▸ Exercise requirements: Would you go through the records below and copy each line with the string "pixel"?

*** Opening of Materials provided ***

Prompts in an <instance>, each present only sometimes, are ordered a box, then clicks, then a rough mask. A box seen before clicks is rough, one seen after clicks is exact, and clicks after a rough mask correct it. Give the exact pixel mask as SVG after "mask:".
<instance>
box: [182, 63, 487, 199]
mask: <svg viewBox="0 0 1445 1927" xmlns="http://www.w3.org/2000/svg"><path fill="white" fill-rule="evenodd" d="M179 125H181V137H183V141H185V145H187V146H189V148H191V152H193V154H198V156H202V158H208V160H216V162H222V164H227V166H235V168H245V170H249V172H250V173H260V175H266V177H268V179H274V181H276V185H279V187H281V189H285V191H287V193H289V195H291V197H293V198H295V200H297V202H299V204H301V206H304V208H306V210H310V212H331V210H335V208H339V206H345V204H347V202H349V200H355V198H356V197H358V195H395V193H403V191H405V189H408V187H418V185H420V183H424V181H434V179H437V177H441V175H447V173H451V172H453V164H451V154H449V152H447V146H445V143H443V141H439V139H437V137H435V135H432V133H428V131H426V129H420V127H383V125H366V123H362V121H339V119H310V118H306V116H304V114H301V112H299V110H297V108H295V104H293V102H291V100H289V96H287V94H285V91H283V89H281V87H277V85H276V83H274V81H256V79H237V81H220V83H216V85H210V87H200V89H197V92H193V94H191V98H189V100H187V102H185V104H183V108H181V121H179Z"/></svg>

*** Close of Materials provided ***
*** Opening of Materials provided ***

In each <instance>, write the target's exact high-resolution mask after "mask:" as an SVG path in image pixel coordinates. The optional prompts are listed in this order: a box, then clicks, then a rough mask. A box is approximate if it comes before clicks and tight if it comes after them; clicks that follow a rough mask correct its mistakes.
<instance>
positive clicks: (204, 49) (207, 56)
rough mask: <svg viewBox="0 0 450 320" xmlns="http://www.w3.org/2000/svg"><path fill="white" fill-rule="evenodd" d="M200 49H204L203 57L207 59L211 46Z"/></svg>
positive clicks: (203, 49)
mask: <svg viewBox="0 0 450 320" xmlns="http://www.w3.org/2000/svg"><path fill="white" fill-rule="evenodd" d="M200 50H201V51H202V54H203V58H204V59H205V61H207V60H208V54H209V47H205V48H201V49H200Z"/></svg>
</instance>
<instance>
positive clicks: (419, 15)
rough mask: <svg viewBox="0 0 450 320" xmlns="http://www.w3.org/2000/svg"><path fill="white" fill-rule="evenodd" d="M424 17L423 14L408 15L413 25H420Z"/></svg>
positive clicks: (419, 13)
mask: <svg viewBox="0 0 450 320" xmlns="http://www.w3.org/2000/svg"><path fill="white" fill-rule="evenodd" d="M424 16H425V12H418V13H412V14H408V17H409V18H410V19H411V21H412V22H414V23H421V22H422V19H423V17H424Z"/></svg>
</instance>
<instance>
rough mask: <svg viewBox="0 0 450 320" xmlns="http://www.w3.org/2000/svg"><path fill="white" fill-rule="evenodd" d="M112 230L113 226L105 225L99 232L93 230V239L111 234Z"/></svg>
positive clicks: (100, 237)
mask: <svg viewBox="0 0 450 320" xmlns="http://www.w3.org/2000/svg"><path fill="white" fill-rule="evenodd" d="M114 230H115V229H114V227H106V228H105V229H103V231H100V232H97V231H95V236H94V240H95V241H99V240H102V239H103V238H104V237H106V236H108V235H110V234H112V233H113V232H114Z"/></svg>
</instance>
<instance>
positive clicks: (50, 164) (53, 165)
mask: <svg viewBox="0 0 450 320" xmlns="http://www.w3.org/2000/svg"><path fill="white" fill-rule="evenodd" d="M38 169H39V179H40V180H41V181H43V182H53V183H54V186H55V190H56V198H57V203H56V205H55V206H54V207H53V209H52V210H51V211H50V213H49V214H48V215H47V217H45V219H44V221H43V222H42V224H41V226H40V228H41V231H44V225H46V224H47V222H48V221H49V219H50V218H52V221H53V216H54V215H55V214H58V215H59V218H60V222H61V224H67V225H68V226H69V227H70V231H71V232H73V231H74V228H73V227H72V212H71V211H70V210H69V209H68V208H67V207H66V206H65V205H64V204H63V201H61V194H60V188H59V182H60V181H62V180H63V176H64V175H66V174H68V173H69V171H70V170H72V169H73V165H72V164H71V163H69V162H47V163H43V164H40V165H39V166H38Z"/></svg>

*** Close of Materials provided ***

▸ Solution for this task:
Prompts in an <instance>, each present only sometimes, are ordered a box, then clicks, then a rough mask. A box seen before clicks is rough, one seen after clicks is exact, and clicks after a rough mask correct it. Give the exact pixel mask as SVG after "mask:".
In each <instance>, write the target's exact high-resolution mask after "mask:" as an SVG path in image pixel coordinates. The optional prompts are listed in this order: a box, then clicks, then a rough mask. A box is approximate if it comes before clicks and tight if it comes after them; clicks that follow a rough mask correct its mistakes.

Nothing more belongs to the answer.